### Instruções
- a) Reescreva o trecho sobre o Magnetismo Animal, tudo desde "O recado de" até "no texto original?", substituindo "Kardec" por "Allan Kardec".
- b) Prossiga com o trecho sobre o Magnetismo Animal e o Espiritismo a partir do ponto em que ele termina.

### Trecho apresentado
----
São reciprocamente como a Física e a Química, a Anatomia e a Fisiologia”.
O recado de Kardec,
quando o Espiritismo já lhe era completamente conhecido, é historicamente
relevante em sua época, e também em nossa. O Magnetismo Animal não tinha como
evoluir sem o apoio do Espiritismo. Mas hoje, No Brasil, os espíritas perderam
contato com a ciência de Mesmer. Como fica, então, a advertência de Kardec
sobre “imobilizar-se”, que ele frisou no texto original?
Magnetismo Animal é
uma ciência dedicada à renovação da medicina, colocando-a nos trilhos do
espiritualismo. Busca atingir as causas da doença, considerando os sintomas
apenas efeitos. A Homeopatia, criada por Hahnemann tem como obra fundamental o
Organon, livro em cujos parágrafos encontra-se uma recomendação de seu criador
para associar os remédios homeopáticos ao passe magnético: “um presente de Deus
aos homens”. Além disso, o Magnetismo propões a pesquisa do sonambulismo
provocado, instrumento necessário para se estudar a alma. Em O Livro dos
Espíritos a importância do fenômeno está declarada com clareza : “Para o
Espiritismo, o sonambulismo é mais do que um fenômeno fisiológico, é uma luz
projetada sobre a Psicologia. Nele que se pode estudar a alma, porque é nele
que ela se mostra a descoberto”.
ALMA E ESPÍRITO
Poderíamos dizer que
o Magnetismo Animal estuda a alma (Espirito Encarnado), enquanto o Espiritismo
pesquisa o Espírito (alma desencarnada).
Na primeira edição da
Revista Espírita, em janeiro de 1858, Allan Kardec deixou bem clara a
importante ligação entre as duas ciências, convocando os magnetizadores, dos
quais fazia parte, para ombrearem o estudo das novas descobertas : “Quando
apareceram os primeiros fenômenos espíritas, algumas pessoas pensaram que essa
descoberta ( se pode dar esse nome) iria representar um golpe fatal no
Magnetismo, e que ocorreria com ele como as invenções, das quais as mais
aperfeiçoadas fazem esquecer a precedente. Esse erro não tardou em se dissipar,
e, prontamente, se reconheceu o parentesco próximo dessas duas ciências.
----
### Dados fornecidos
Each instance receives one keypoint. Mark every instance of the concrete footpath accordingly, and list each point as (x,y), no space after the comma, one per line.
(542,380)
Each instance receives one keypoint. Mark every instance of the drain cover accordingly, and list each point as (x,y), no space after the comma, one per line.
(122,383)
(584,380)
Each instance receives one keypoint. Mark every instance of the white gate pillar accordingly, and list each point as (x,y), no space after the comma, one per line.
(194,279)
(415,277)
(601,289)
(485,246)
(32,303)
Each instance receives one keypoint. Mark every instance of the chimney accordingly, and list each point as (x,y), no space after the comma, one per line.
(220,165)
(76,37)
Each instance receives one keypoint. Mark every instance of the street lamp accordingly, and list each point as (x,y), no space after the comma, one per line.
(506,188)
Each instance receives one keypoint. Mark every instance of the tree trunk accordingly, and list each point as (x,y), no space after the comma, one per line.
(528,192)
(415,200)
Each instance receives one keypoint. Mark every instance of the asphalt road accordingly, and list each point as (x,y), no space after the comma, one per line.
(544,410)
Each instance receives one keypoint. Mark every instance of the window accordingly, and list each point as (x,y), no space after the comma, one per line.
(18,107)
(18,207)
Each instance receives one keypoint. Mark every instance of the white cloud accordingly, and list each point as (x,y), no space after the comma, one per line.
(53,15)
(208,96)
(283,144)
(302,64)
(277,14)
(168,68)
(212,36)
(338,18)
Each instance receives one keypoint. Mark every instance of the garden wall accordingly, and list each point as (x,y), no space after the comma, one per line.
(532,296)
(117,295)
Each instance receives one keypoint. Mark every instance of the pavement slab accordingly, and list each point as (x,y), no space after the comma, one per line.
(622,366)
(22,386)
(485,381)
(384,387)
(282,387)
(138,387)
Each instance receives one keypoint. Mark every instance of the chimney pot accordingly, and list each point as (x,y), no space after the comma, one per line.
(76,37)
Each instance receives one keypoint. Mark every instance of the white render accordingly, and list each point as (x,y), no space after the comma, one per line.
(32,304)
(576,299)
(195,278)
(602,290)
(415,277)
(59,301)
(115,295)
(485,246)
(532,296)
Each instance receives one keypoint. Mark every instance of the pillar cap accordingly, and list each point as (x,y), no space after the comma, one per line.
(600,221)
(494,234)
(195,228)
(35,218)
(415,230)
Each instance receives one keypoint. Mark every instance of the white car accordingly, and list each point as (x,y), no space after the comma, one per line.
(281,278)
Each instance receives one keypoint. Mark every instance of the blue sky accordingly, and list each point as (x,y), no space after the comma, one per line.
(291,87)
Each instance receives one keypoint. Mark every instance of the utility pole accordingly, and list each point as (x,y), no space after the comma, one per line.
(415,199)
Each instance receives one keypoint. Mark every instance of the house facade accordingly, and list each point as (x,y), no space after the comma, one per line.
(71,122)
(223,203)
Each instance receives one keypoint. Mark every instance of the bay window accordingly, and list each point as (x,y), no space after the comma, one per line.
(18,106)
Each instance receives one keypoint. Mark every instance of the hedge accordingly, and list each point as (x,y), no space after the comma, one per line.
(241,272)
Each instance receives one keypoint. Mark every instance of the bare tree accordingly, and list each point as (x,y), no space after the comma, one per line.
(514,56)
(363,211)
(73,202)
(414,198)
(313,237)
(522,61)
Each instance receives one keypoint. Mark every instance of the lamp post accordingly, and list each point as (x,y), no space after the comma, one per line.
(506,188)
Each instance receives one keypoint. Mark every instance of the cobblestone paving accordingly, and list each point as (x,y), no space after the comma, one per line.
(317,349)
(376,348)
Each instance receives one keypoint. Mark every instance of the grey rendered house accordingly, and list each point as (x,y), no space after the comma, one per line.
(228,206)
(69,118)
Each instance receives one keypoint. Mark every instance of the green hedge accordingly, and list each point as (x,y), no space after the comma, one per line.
----
### Respostas por tarefa
- a)
O recado de Allan Kardec,
quando o Espiritismo já lhe era completamente conhecido, é historicamente
relevante em sua época, e também em nossa. O Magnetismo Animal não tinha como
evoluir sem o apoio do Espiritismo. Mas hoje, No Brasil, os espíritas perderam
contato com a ciência de Mesmer. Como fica, então, a advertência de Allan Kardec
sobre “imobilizar-se”, que ele frisou no texto original?

- b)
FALAR DE UM E DE OUTRO
“O Magnetismo
preparou os caminhos do Espiritismo, e os rápidos progressos dessa última
doutrina são, incontestavelmente, devido a vulgarização da ideias da primeira.
Dos fenômenos magnéticos, do sonambulismo e do êxtase, as manifestações
espíritas, não há senão um passo; sua conexão é tal que é, por assim dizer,
impossível falar de um sem falar do outro. Se devêssemos ficar fora da ciência
magnética, nosso quadro estaria incompleto, e se poderia nos comprar a um
professor de física que se abstivesse de falar da luz”.
E então conclui :
“Devíamos aos nossos leitores, essa profissão de fé, que terminamos rendendo
uma justa homenagem aos homens de convicção que, afrontando o ridículo, os
sarcasmos e os dissabores, então corajosamente devotados à defesa de uma causa
toda humanitária. A posteridade lhes fará justiça; colocará o nome do Barão Du
Potet, diretor do Jornal do Magnetismo, do senhor Millet, diretor da União
Magnética, ao lado de seus ilustres predecessores, o marquês de Puységur e o
sábio Deleuze. Graça aos seus esforços perseverantes, o Magnetismo, tornado
popular, colocou um pé na ciência oficial, onde dela já se fala, em voz baixa.
Essa palavra passou para a linguagem usual; ela não espanta mais, e quando
alguém se diz magnetizador, não lhe riem mais ao nariz”.
*PAULO HENRIQUE DE FIGUEIREDO pesquisa o Espiritismo eu Magnetismo Animal há
25 anos, é autor do livro Mesmer, a Ciência Negada e os Textos Escondidos e
coordenador editorial da revista Universo Espírita.
Matéria publicada originalmente na revista Universo
Espírita, umas das publicações espíritas mais profundas e esclarecedoras já
surgidas no mercado editorial. A revista está paralisada momentanemente na
busca de recursos para prosseguir na sua trajetória. O portal da Sociedade
Espírita Nova Era trará, eventualmente, alguma matéria da publicação procurando
manter viva esta iniciativa, tão importante para o espiritismo.